- WHAT TO WORK ON
1 - In the geothermal forum thread, what does the second post name as the biggest pitfall of a geothermal system?
2 - Please write the next part of the geothermal forum thread, picking up after its last post.

- TEXT SHOWN
What should I ask about geothermal?

   / What should I ask about geothermal? #1  

pennwalk

Veteran Member
Joined
Jan 25, 2002
Messages
2,463
Location
Lancaster PA
Tractor
Yanmar 186D
We Have an older house that has oil fired forced hot air heating and whole house electric A/C. the coil on the A/C is out and the A/C system is old. The furnace is old loud and not that efficient. Every body tells us that long run we should be concerned about leakage from our 1000 gal underground oil tank. It all adds up to our being ready for an upgrade. The heating and airconditioning guys have been suggesting either geothermal or heatpump over gas furnace. The heatpump/furnace combination sounds pretty conventional but what are the pitfalls to the geothermal system?

Chris
 
   / What should I ask about geothermal? #2  
Biggest pitfall for Geothermal system is the up front cost /forums/images/graemlins/ooo.gif

Also there will probably be digging in the yard to bury the loop for the geothermal system unless you happen to have 2 wells, then you can suck water out of one and dump it in the other one.

Ben
 
   / What should I ask about geothermal? #3  
A friend of ours has geothermal and he loves how well it works and the low utility bills. However, he said maintenance is eating the savings due to parts being corroded by the water he is using. His system was only 8 years old and ate itself up. So, if I were considering geothermal, I would investigate that issue and how it is dealt with in your area, what brands/models are susceptible to that, etc...
 
   / What should I ask about geothermal? #4  
What do you think about the vertical systems, where they drill multiple shafts, close together at the top, but angled away fron each other, then put long skinny loops in the shafts?

Segmentation dataset excerpts:
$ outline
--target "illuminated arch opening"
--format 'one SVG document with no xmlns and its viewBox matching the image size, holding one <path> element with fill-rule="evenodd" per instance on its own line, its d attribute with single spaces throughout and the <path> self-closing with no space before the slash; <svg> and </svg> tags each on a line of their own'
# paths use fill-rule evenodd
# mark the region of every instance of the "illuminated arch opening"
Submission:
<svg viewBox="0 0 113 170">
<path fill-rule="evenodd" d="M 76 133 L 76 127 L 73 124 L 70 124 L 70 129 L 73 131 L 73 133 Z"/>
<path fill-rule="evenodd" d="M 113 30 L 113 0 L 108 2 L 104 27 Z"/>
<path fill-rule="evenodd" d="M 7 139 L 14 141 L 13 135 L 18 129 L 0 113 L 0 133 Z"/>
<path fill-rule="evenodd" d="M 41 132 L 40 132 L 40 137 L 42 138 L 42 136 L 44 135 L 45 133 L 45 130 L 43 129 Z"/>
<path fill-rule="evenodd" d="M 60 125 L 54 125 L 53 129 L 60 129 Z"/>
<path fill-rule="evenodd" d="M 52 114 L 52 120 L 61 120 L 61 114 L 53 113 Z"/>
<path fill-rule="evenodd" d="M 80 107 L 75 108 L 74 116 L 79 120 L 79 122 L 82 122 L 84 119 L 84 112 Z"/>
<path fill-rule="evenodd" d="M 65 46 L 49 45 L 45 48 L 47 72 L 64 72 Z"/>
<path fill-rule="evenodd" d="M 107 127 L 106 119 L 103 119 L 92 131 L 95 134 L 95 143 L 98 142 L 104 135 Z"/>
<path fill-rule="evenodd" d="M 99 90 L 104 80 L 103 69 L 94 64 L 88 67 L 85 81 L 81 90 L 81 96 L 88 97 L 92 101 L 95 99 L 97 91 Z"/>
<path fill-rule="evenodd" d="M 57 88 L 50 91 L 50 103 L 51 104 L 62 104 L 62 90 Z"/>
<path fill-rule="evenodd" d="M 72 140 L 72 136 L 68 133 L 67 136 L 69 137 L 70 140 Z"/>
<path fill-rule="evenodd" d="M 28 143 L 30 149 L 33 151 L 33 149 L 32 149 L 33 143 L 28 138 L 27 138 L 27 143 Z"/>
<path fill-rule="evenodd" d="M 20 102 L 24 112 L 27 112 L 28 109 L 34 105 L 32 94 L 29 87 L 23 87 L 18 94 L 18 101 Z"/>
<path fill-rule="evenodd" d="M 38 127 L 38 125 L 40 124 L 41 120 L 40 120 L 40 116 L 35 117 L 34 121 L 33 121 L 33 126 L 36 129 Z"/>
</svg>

- RESPONSES PER TASK
1 - The up-front cost.

2 -
.
 
   / What should I ask about geothermal? #5  
I'll be breaking ground on new home construction next summer and have decided that geothermal is the only way to go, despite the initial equipment costs. I see three major advantages in that utility bills for heating, cooling, and hot water will be dramatically reduced, the resale value of the house will be higher, and thirdly (perhaps most importantly) these are the most environmentally friendly systems.

The problems that the previous poster have alluded to are with "open loop" systems. In these systems the quality of the water is of critical concern. The water source for an open loop system must be thoroughly tested beforehand to make sure that its not corrosive to the system. Of course, water quality has a way of changing over the years, and problems could develop later on even though the water seemed ok to start out with. To me, this is a major disadvantage to open loop systems. Better, it seems, would be to go with a "closed loop" system. In these systems the heat exchange fluid (primarily water with additives) is recirculated and never has to be replaced or replenished, barring of course a leak somewhere in the system. In a closed loop system there are two methods of installing the underground loops....vertical or horizontal installations. The method you choose depends on how large your parcel of property is. Vertical installations are used where the parcel is small, and the pipes are installed in much the same way as a well would be installed. This is the more expensive alternative since a well driller has to be brought in to poke the holes for the pipe, but it may be the only alternative if you don't have the room for a horizontal installation. For horizontal installations you only need to dig a trench to lay the pipe in. If your handy with a backhoe, you could even do this part of the job yourself.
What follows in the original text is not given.